### [Extrait à lire]
____
(...) On a longtemps dit que la droite visait la réussite de l'individu et la gauche, la réussite du groupe. Cela est à la fois exact et inexact. Car la défense, par la gauche, des droits humains et des droits de chaque travailleur, protégé par sa convention collective ou par une amélioration du Code du travail, a mis la force du groupe au service des droits individuels.

Nous sommes cependant arrivés à une nouvelle étape du développement social. Comme l'écrit le grand sociologue Alain Touraine, «désormais nous n'avons d'autre fondement que nous-mêmes: nous revendiquons le droit d'être nous-mêmes, nous avons la volonté d'être reconnus comme êtres de droits et avant tout du droit d'être nous-mêmes». C'est cet individualisme qu'expriment tous ces membres de la classe moyenne, du 450, de Québec et de la Beauce, qui cherchent des solutions ailleurs, à l'ADQ ou au PLQ. Ils jugent que les sociaux-démocrates ne se sont pas suffisamment penchés sur leur réussite à eux, leur vie à eux, se concentrant sur les besoins de la collectivité ou des seuls démunis.

 

La gauche ne peut tourner le dos à cette nouvelle réalité. Avec la fin du pouvoir religieux, le déclin de la structure familiale, la montée de la précarité de l'emploi, l'accélération des changements, chacun est plus seul que jamais et plus responsable que jamais de sa propre réussite. Mais, au chacun-pour-soi de la droite, à une culture qui pousse l'individualisme vers l'égoïsme, la gauche doit répondre: un pour tous, tous pour un! Elle doit proposer des solutions qui créent les conditions de la réussite de chacun, qui donnent à l'individu les repères et les moyens de son cheminement et qui lui permettent de vivre les «passages à vide» (licenciement, maladie) sans que ces crises deviennent des catastrophes.

La gauche efficace veut vivre au présent, tout en préparant l'avenir. Finis les «lendemains qui chantent», qu'il s'agisse du légendaire «grand soir» socialiste ou des illusoires retombées économiques positives à long terme pour les pauvres d'une augmentation des revenus à court terme des millionnaires. La création et la distribution de richesse vont de pair. Les stratégies d'augmentation de richesse doivent être conçues pour à la fois protéger les salariés et les citoyens engagés dans le changement et assurer une distribution équitable de la richesse créée.
____
### [Vos tâches]
A. Quels exemples de « passages à vide » l'extrait mentionne-t-il ?
B. Transcrivez fidèlement l'extrait en commençant à « La gauche ne » et en terminant à « deviennent des catastrophes. ».
____
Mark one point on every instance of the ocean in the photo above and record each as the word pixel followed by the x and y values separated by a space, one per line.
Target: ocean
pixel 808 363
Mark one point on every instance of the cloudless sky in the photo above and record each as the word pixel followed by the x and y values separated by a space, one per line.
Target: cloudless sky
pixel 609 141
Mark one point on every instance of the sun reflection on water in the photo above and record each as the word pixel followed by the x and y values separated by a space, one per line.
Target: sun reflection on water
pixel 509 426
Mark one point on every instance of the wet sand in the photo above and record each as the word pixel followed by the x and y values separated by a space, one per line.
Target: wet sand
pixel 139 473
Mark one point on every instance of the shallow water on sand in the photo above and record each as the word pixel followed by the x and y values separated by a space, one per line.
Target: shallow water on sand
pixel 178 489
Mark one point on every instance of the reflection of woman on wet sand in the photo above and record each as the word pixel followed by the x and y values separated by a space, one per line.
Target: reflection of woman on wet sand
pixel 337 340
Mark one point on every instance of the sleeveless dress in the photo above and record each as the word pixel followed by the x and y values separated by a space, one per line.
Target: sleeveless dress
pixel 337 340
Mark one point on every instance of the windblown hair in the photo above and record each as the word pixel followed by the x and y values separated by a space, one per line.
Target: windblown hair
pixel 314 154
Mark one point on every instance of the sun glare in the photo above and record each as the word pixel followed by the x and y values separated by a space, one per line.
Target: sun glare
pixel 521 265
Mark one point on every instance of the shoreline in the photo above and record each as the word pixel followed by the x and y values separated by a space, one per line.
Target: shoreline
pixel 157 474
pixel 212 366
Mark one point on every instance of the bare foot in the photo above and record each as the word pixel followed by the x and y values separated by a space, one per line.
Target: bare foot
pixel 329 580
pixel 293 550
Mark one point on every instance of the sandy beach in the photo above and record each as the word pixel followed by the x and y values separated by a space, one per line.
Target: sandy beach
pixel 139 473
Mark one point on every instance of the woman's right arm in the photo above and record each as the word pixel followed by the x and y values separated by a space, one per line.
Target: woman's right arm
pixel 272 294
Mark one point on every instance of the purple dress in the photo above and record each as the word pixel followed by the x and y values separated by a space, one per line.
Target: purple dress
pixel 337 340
____
### [Réponses par tâche]
A. Le licenciement et la maladie.

B.
La gauche ne peut tourner le dos à cette nouvelle réalité. Avec la fin du pouvoir religieux, le déclin de la structure familiale, la montée de la précarité de l'emploi, l'accélération des changements, chacun est plus seul que jamais et plus responsable que jamais de sa propre réussite. Mais, au chacun-pour-soi de la droite, à une culture qui pousse l'individualisme vers l'égoïsme, la gauche doit répondre: un pour tous, tous pour un! Elle doit proposer des solutions qui créent les conditions de la réussite de chacun, qui donnent à l'individu les repères et les moyens de son cheminement et qui lui permettent de vivre les «passages à vide» (licenciement, maladie) sans que ces crises deviennent des catastrophes.